RECORD SET:
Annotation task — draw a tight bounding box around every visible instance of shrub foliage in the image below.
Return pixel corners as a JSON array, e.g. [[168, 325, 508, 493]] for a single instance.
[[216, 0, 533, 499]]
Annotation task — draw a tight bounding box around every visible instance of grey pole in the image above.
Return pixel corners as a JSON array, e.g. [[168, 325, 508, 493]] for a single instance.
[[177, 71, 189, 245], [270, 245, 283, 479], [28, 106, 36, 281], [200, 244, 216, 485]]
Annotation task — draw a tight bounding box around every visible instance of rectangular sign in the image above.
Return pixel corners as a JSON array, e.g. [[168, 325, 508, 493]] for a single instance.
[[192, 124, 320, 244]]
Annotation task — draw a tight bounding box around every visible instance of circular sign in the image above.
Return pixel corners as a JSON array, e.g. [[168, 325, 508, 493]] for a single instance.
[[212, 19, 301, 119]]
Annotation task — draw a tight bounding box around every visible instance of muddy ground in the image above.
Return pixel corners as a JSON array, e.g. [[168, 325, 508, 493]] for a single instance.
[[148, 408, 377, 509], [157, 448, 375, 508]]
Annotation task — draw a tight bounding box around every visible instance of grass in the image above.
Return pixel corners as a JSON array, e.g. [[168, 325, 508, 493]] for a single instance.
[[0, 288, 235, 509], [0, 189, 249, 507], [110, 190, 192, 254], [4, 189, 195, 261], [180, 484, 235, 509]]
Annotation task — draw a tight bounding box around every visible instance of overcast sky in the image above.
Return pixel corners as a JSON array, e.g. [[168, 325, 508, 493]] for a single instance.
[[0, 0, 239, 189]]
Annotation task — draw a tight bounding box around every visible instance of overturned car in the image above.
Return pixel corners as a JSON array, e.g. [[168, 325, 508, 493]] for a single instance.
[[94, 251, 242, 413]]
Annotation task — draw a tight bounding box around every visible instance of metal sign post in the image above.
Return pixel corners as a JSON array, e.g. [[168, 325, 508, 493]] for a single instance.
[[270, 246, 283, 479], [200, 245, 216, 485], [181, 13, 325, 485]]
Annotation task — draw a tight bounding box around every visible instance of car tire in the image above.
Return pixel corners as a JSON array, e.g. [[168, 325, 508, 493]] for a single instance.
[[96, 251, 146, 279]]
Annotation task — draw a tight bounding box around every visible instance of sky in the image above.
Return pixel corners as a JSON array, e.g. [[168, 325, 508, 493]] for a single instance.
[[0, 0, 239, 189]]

TASK STATEMENT: Please output every record, keeping each line exact.

THE COMPLETED TASK:
Annotation task — draw a tight bounding box around every visible instance of shrub foliage in the image below.
Return pixel corners as a JSON array, e.g. [[168, 325, 508, 493]] for a single instance.
[[216, 0, 533, 499]]
Annotation task — draw a tight bounding box around every visible instance of grey pole in the image above.
Return pixel corners as a JSON array, e.g. [[168, 325, 508, 493]] for a single instance.
[[177, 71, 189, 245], [270, 245, 283, 479], [28, 106, 36, 281], [200, 244, 216, 485]]
Annotation task — draw a tight bounding box around every visible instance of rectangular sign in the image above.
Return pixel corners as a JSON array, e.g. [[168, 325, 508, 493]] for a single instance.
[[192, 124, 320, 244]]
Annotation task — draw a tight bounding box around every visible instance of circular sign in the image above.
Return pixel corners as a JSON array, e.g. [[168, 325, 508, 493]] for a single instance.
[[212, 19, 301, 119]]
Annotation task — draw a tight bounding box around every visible instance of muddy ground in the image above.
Return pixel corners as a JSON array, e.g. [[168, 325, 508, 493]] for a single instance.
[[148, 408, 377, 509], [157, 448, 375, 508]]
Annotation task — draw a tight bounding box around every visible instance of grass in the image above.
Return pixel corners as a JSON array, e.g. [[168, 325, 508, 493]] for a single instance.
[[0, 288, 235, 509], [0, 189, 249, 507], [110, 190, 192, 254], [4, 189, 195, 261], [180, 484, 235, 509]]
Annotation task — draw a tight bounding box around every visible instance of overcast sky in the image above.
Return pixel corners as a JSON array, e.g. [[168, 325, 508, 493]] for a single instance.
[[0, 0, 239, 189]]
Annotation task — draw a tight bounding box around every visible instance of overturned car in the image above.
Return pixel corners as a JSON array, e.g. [[168, 325, 508, 493]] for a single instance.
[[94, 251, 242, 413]]
Annotation task — draw a tight bounding box around every visible instance of metal sign post in the image above.
Return pixel corners as a JSON array, e.g. [[168, 325, 508, 493]] for a single instance.
[[270, 246, 283, 479], [200, 245, 216, 485], [181, 13, 325, 485]]
Annotation task — draw a tight bounding box around every visible instance of car tire in the image above.
Return pixel corners as a JSON array, e.g. [[168, 325, 508, 493]] for a single instance.
[[96, 251, 146, 279]]
Annotation task — draw a tight bounding box around every visible instance of sky in the image above.
Return pixel corners as a JSON array, e.g. [[168, 325, 508, 493]] for a single instance.
[[0, 0, 239, 189]]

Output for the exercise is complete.